_Required work_
Both the line below containing "Spot every cabin" and the line containing "Spot every rocky", along with every line between them, should be repeated exactly; no other line belongs in the answer.

--- Data listing ---

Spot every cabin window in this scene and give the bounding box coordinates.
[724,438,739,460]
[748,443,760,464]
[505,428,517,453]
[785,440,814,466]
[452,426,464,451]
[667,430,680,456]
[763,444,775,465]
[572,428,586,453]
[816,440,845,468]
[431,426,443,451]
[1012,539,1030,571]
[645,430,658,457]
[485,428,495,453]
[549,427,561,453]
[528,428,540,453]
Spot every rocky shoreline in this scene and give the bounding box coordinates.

---
--- Data listing ---

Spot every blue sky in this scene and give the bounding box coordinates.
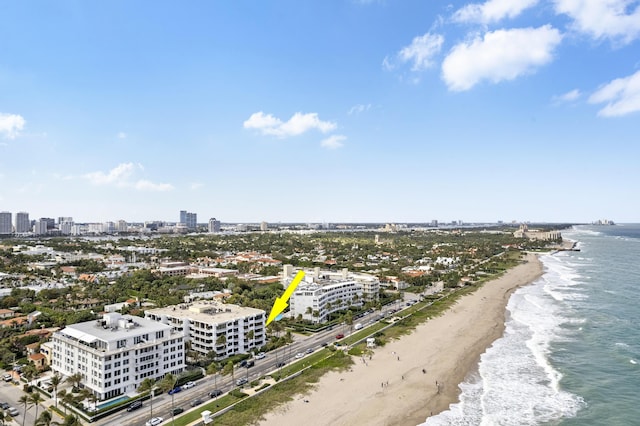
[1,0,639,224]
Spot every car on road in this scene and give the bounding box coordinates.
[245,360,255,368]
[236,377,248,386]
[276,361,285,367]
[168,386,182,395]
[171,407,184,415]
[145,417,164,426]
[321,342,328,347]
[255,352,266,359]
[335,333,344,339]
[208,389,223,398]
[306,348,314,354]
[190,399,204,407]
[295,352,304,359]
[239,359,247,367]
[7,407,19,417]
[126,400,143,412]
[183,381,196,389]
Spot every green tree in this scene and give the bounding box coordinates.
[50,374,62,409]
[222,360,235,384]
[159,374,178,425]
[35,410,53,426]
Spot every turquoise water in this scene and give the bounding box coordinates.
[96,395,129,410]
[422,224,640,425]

---
--- Data listing ---

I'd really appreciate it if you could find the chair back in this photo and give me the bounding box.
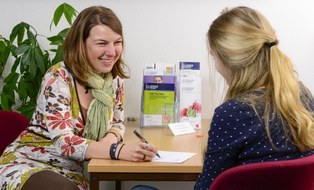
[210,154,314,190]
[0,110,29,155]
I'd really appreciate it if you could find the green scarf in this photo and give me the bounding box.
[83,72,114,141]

---

_Answer to the problem_
Spot every cabin window in this scene and give the bounding box coordinates.
[724,438,739,460]
[748,443,760,464]
[505,428,517,453]
[785,440,814,466]
[452,426,464,451]
[667,430,680,456]
[763,444,775,465]
[572,428,586,453]
[816,440,845,468]
[431,426,443,451]
[1012,539,1030,571]
[645,430,658,457]
[485,428,495,453]
[549,427,561,453]
[528,428,540,453]
Spot every rocky shoreline in this scene and give the bounding box coordinates.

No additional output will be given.